Records contained in a dataset:
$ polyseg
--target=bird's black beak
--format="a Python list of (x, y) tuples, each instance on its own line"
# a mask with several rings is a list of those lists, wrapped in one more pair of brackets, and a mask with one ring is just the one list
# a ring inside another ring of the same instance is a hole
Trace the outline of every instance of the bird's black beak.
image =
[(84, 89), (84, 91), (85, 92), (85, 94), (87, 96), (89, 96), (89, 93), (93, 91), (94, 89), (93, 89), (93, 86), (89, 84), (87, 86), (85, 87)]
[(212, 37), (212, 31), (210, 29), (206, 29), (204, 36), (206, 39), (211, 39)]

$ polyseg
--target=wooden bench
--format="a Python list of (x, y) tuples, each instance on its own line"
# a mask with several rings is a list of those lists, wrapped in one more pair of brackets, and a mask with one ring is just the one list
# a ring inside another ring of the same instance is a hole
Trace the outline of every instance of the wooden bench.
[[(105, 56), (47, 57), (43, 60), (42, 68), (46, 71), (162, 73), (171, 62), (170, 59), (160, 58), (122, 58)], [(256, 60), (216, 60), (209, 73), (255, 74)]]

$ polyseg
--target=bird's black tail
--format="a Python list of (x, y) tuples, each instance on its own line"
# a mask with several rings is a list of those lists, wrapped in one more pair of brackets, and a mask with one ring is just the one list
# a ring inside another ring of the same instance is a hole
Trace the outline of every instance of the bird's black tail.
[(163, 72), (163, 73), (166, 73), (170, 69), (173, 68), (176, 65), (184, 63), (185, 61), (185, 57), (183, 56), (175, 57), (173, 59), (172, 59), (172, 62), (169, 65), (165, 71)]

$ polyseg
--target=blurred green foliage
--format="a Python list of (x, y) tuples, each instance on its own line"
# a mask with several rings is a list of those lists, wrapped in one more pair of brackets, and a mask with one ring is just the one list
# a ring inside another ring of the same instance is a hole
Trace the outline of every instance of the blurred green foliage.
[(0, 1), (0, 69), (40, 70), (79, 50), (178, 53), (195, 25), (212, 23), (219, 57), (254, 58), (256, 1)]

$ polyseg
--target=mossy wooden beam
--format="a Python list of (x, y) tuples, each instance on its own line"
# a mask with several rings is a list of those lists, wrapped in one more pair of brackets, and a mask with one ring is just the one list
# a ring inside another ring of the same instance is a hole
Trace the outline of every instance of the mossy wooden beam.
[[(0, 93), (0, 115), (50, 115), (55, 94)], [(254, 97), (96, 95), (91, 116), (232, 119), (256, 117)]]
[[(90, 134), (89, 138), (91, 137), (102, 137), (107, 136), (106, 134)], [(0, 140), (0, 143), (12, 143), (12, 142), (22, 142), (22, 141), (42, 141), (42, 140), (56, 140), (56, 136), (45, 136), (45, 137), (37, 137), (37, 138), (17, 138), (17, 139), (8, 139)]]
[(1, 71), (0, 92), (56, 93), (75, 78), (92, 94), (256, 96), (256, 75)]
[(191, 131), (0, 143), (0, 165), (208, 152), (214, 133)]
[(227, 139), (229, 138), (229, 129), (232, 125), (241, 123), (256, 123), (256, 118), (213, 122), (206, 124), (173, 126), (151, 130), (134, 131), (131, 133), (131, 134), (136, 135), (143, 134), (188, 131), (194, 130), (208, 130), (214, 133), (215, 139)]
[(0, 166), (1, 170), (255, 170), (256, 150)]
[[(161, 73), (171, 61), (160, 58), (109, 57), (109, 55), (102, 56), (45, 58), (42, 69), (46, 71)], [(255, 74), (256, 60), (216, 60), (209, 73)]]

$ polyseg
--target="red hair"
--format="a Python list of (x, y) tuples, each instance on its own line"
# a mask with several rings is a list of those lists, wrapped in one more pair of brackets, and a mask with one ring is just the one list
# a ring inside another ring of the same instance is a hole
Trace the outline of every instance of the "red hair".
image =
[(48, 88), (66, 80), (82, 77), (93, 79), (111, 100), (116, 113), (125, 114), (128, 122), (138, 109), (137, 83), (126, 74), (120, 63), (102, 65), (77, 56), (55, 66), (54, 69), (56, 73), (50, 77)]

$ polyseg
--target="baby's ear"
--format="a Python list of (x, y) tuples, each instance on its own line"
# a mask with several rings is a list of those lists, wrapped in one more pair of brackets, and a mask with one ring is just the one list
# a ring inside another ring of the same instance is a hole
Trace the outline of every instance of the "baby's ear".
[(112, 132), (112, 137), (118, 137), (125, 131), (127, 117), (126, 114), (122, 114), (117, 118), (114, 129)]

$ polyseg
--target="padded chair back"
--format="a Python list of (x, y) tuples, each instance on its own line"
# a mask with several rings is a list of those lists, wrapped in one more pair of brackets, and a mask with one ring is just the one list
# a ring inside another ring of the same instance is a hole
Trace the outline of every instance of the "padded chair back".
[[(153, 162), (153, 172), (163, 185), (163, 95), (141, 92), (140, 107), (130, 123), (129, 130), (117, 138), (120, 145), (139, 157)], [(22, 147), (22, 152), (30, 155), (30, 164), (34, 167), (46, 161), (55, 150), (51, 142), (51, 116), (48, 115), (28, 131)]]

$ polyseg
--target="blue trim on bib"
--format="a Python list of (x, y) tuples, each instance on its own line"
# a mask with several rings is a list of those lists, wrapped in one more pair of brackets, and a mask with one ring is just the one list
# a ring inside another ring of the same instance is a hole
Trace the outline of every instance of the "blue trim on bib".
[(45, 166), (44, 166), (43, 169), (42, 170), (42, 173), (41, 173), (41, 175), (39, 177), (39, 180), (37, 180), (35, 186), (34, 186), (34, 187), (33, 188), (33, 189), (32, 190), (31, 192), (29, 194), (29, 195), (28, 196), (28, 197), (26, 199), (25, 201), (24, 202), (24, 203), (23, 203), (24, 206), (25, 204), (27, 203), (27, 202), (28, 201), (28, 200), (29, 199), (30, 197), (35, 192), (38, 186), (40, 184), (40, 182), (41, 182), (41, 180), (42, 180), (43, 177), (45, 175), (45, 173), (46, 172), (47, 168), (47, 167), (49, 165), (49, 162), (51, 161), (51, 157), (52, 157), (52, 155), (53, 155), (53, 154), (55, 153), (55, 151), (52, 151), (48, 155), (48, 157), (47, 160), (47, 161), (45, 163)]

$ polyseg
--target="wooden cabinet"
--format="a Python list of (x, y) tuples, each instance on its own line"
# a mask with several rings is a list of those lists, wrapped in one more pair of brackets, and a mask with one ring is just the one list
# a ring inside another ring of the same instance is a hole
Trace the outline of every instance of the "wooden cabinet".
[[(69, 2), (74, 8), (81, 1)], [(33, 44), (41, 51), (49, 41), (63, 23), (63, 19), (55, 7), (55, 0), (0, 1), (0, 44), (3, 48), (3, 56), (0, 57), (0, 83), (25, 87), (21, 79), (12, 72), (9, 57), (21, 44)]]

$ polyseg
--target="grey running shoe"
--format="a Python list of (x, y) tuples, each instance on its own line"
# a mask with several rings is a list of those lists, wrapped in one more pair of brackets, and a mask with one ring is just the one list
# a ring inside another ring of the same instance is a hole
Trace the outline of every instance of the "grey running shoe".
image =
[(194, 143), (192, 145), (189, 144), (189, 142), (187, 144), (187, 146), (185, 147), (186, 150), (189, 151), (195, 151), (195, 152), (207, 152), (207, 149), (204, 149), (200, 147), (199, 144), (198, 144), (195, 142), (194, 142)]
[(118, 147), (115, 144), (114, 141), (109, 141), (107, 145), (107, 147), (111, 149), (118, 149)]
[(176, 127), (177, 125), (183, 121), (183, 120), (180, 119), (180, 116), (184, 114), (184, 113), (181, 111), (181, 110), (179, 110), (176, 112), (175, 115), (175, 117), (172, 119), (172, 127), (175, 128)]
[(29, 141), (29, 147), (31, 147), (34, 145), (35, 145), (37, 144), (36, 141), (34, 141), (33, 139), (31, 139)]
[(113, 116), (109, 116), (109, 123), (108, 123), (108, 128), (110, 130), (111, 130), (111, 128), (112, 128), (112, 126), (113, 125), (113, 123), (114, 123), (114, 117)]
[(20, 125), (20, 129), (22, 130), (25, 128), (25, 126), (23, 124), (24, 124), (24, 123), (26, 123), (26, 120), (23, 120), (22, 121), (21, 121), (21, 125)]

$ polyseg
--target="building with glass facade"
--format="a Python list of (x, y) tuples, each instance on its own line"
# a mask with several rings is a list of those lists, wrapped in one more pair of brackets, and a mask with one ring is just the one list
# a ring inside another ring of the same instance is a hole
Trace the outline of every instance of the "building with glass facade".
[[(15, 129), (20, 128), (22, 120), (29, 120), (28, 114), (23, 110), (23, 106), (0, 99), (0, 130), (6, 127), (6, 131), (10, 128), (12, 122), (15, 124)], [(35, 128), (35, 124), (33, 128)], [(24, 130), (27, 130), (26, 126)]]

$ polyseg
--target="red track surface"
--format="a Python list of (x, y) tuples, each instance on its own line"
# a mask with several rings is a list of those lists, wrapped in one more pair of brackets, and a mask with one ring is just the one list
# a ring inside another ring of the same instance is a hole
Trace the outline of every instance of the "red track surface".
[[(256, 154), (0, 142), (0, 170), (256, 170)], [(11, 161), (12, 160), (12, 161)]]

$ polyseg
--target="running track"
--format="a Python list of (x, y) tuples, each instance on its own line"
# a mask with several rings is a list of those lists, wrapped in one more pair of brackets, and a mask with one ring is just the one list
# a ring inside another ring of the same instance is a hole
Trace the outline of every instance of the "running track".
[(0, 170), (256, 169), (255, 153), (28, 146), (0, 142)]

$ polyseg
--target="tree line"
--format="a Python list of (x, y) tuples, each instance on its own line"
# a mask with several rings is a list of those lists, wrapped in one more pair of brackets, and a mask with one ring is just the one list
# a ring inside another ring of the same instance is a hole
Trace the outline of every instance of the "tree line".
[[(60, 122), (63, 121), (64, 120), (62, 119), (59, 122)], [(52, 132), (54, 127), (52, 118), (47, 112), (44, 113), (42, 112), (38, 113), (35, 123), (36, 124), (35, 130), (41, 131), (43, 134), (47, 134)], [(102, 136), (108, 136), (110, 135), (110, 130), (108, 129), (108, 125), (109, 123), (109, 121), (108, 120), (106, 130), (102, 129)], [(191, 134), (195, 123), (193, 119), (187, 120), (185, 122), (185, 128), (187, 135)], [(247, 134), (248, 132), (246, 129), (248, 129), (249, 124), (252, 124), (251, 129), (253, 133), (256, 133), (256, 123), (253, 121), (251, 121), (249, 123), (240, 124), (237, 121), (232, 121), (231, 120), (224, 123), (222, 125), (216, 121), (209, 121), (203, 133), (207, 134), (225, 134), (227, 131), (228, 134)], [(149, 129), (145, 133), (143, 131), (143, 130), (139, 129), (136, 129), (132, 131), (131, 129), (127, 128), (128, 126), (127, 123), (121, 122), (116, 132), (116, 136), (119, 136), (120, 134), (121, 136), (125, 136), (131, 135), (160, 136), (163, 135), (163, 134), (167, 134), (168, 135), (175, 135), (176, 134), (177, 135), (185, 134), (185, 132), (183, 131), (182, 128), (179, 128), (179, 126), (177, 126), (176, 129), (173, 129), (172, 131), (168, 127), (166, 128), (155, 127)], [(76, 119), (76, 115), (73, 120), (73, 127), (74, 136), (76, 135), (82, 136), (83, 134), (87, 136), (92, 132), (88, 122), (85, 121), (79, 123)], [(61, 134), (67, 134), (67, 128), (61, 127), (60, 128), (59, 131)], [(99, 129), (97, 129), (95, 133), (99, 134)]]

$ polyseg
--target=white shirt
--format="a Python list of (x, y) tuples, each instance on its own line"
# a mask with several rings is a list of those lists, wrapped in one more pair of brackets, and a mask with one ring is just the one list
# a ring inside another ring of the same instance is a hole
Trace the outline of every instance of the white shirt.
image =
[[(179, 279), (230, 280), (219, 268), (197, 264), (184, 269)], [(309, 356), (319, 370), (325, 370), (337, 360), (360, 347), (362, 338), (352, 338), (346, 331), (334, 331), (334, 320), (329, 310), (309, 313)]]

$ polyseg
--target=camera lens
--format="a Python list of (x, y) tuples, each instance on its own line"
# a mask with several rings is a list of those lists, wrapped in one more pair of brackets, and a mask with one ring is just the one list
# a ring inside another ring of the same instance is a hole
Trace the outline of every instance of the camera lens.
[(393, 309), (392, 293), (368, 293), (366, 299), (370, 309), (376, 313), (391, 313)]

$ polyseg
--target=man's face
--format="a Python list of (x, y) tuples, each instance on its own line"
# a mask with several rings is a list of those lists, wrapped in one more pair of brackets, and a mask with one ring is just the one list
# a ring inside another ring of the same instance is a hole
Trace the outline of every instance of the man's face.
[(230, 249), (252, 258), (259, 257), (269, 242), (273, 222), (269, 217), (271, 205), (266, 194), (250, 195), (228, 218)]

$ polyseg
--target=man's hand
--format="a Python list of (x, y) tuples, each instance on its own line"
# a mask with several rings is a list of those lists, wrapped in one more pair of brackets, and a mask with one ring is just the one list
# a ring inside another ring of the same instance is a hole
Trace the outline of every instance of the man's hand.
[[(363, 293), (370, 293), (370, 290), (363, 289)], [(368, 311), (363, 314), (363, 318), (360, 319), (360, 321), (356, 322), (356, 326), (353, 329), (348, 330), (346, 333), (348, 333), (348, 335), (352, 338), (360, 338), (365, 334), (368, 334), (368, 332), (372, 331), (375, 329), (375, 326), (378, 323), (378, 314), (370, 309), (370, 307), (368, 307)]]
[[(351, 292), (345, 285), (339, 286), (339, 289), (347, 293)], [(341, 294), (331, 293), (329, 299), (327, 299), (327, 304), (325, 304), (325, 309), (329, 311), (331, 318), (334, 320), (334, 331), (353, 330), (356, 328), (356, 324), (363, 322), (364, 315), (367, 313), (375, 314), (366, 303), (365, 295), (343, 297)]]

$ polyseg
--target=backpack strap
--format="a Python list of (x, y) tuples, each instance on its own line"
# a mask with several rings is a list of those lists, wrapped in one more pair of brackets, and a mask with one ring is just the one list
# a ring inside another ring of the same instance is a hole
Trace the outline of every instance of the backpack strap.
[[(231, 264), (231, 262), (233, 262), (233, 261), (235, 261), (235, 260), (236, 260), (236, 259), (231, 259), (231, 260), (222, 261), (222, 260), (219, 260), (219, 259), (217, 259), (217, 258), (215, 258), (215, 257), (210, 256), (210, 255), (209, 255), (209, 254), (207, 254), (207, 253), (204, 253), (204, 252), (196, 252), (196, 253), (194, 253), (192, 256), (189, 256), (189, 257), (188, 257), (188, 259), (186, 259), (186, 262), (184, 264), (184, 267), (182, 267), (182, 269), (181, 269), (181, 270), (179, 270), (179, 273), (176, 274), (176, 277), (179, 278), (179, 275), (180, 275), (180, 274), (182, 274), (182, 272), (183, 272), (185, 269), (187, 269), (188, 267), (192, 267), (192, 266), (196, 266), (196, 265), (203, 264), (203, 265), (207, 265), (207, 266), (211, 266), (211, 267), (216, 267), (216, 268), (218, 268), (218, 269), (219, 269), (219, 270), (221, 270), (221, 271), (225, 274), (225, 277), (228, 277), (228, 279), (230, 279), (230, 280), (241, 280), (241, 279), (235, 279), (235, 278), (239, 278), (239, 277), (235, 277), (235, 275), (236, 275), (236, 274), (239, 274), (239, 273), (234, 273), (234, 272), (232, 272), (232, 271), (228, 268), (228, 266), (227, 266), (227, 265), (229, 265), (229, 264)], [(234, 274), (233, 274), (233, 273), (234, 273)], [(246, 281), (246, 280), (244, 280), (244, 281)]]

■ INSTRUCTION ■
Count how many lines of the listing contain the string "chair", treating case as significant. Give only the number.

■ RESULT OF THIS EXERCISE ■
2